Records for the exercise start
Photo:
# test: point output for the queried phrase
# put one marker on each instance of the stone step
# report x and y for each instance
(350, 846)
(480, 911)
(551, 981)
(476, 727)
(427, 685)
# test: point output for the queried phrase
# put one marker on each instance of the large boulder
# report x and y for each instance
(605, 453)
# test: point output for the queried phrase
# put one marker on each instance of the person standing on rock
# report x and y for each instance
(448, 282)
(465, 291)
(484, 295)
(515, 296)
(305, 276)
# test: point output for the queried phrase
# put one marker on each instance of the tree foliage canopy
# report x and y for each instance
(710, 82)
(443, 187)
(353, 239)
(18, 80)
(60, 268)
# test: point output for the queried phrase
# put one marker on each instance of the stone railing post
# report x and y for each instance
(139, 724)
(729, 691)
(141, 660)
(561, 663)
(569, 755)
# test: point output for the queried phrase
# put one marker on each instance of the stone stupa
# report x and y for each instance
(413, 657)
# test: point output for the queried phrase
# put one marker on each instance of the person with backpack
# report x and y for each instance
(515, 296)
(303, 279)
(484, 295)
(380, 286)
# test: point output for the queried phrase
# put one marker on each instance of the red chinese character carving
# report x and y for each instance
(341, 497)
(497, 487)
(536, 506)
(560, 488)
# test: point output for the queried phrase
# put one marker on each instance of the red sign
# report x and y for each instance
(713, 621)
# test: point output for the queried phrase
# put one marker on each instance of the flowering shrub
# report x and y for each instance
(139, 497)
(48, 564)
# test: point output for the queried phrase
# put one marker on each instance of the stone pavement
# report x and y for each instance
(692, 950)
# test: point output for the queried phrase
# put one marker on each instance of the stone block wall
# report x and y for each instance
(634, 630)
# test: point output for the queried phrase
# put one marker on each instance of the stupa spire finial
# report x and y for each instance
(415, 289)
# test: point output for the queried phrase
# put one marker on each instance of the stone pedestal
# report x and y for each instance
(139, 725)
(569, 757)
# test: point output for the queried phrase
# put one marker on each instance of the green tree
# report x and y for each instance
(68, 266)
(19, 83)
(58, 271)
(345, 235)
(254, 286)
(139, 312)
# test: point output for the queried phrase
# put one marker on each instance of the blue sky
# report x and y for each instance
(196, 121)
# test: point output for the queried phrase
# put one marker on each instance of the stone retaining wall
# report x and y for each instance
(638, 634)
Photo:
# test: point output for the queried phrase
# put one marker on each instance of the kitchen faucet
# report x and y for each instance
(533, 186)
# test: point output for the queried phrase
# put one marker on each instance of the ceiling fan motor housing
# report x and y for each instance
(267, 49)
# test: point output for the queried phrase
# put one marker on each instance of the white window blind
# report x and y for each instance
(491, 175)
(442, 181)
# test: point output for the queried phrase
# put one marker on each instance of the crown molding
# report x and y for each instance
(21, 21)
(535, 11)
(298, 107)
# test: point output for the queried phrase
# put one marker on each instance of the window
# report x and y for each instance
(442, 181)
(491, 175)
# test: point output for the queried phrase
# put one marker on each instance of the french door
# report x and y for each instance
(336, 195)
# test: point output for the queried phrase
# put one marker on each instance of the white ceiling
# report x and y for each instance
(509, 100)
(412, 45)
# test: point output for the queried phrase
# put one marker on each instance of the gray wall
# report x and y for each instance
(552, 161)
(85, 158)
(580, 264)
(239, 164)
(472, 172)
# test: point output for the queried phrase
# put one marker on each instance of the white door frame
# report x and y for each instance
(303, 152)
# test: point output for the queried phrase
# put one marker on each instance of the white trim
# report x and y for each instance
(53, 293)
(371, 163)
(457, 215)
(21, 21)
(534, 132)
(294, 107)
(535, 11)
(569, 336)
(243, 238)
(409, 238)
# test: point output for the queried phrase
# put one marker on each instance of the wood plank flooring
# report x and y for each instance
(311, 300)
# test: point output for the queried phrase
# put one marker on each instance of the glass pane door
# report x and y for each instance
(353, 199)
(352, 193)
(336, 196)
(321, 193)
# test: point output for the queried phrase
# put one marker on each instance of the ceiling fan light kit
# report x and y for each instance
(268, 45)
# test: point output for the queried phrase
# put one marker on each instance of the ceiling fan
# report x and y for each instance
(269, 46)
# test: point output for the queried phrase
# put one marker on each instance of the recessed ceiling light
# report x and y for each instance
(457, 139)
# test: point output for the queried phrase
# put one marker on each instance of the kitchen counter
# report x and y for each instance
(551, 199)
Records for the exercise end
Instruction - Count the lines of the material above that contain the string "door", with case counting, and give only the number.

Solution below - 3